## Your task
Every line from the one containing "target | bubble reflection" to the one containing "x=474, y=155" in the records below, both included, must be set down exactly, and no other line.

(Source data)

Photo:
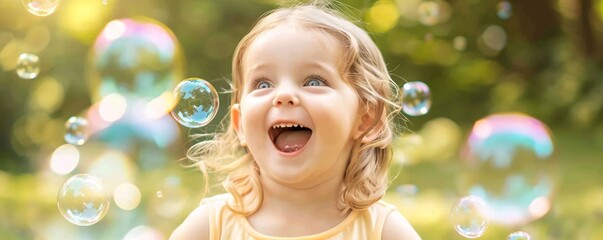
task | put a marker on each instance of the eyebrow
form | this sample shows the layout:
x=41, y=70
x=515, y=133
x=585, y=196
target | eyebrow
x=314, y=64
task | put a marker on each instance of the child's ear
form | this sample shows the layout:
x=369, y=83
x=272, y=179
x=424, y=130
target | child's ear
x=235, y=122
x=370, y=125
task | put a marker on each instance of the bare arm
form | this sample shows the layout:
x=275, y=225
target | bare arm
x=195, y=226
x=397, y=227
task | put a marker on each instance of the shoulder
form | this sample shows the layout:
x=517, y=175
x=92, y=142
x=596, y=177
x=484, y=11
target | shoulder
x=197, y=224
x=397, y=227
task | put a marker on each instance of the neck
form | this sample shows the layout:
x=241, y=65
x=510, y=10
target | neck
x=320, y=196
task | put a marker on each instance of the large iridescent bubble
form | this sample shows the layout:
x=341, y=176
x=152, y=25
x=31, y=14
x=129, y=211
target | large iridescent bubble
x=135, y=57
x=510, y=166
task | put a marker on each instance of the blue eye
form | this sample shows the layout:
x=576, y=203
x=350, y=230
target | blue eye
x=263, y=85
x=314, y=82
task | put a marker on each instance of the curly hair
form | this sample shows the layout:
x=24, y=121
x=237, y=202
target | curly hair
x=362, y=66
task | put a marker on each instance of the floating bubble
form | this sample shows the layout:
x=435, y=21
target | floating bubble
x=509, y=166
x=197, y=103
x=136, y=58
x=28, y=66
x=519, y=235
x=82, y=200
x=76, y=130
x=41, y=7
x=459, y=43
x=468, y=217
x=416, y=98
x=429, y=13
x=170, y=198
x=504, y=10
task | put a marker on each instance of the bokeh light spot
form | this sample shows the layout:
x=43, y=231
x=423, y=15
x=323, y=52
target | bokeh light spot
x=112, y=107
x=28, y=66
x=76, y=130
x=64, y=159
x=416, y=98
x=41, y=8
x=519, y=235
x=127, y=196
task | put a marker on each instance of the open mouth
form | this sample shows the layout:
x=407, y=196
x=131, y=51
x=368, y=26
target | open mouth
x=289, y=137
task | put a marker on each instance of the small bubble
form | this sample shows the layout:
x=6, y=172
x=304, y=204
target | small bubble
x=76, y=130
x=504, y=10
x=459, y=43
x=82, y=200
x=468, y=217
x=416, y=98
x=197, y=103
x=41, y=8
x=28, y=66
x=519, y=235
x=429, y=13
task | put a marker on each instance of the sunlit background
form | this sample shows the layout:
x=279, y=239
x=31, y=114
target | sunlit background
x=503, y=101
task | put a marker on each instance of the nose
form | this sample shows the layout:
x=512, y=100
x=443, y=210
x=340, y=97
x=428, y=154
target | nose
x=285, y=96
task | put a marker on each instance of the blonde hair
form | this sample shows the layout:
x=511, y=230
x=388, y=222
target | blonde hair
x=365, y=179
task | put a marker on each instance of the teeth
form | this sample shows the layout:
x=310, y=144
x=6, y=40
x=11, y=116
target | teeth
x=283, y=125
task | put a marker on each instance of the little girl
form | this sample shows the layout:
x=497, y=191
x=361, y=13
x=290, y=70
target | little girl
x=308, y=143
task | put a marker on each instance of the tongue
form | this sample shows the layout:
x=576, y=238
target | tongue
x=292, y=140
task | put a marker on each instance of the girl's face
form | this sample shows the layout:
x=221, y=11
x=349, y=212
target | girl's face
x=297, y=114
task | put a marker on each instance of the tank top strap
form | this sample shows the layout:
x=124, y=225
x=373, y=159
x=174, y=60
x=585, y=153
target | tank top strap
x=215, y=206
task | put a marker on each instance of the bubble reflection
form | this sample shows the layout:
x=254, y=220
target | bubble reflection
x=135, y=58
x=416, y=98
x=510, y=167
x=82, y=200
x=468, y=217
x=76, y=130
x=197, y=103
x=41, y=7
x=28, y=66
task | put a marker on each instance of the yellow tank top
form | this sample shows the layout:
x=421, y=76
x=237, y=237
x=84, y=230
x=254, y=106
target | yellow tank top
x=359, y=224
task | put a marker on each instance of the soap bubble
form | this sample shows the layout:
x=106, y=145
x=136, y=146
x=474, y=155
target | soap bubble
x=429, y=13
x=509, y=165
x=82, y=200
x=519, y=235
x=504, y=10
x=197, y=103
x=135, y=58
x=416, y=98
x=459, y=43
x=76, y=130
x=41, y=7
x=28, y=66
x=171, y=197
x=468, y=217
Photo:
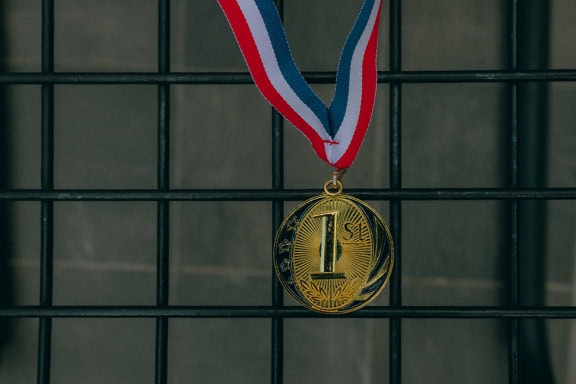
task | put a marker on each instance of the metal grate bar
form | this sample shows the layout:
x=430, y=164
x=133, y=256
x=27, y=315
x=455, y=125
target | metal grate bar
x=163, y=184
x=47, y=183
x=292, y=312
x=277, y=331
x=395, y=108
x=287, y=194
x=207, y=78
x=513, y=360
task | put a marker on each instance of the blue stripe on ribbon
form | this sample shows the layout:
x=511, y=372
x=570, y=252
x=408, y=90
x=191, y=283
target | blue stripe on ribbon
x=288, y=67
x=340, y=99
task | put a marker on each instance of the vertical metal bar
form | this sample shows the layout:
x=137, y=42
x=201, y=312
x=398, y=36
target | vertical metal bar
x=6, y=273
x=533, y=34
x=163, y=183
x=395, y=358
x=47, y=183
x=277, y=336
x=512, y=92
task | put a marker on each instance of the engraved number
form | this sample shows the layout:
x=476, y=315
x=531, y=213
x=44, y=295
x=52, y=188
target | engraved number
x=328, y=247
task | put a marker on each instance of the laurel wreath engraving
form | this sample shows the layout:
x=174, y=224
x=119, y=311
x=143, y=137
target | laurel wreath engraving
x=342, y=294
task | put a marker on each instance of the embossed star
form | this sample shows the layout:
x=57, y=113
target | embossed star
x=285, y=265
x=292, y=224
x=284, y=246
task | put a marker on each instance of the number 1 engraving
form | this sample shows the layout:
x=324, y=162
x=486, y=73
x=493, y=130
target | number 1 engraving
x=328, y=247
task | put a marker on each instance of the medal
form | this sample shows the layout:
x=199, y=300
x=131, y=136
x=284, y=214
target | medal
x=333, y=253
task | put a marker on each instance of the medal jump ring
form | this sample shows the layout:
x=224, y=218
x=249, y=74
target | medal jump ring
x=333, y=188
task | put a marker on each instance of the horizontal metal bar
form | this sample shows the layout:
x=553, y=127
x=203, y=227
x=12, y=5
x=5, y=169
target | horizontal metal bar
x=431, y=312
x=311, y=77
x=285, y=195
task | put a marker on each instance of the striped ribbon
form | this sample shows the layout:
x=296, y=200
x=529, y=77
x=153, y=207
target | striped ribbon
x=336, y=132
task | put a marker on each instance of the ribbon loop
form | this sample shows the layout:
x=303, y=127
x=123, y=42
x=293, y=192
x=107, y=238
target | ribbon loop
x=336, y=132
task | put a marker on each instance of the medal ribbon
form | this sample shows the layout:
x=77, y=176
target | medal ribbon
x=335, y=132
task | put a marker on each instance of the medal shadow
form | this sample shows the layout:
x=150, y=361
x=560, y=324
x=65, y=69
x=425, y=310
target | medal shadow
x=6, y=278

## Final answer
target | bubble reflection
x=135, y=58
x=416, y=98
x=510, y=167
x=82, y=200
x=468, y=217
x=76, y=130
x=197, y=103
x=41, y=7
x=28, y=66
task | put a marker on each instance of the yellow tank top
form | this sample shows the layout:
x=421, y=76
x=237, y=237
x=84, y=230
x=254, y=106
target | yellow tank top
x=359, y=224
task | put a marker on each instance of the soap bubble
form | this sample shows the layout:
x=106, y=145
x=136, y=146
x=474, y=155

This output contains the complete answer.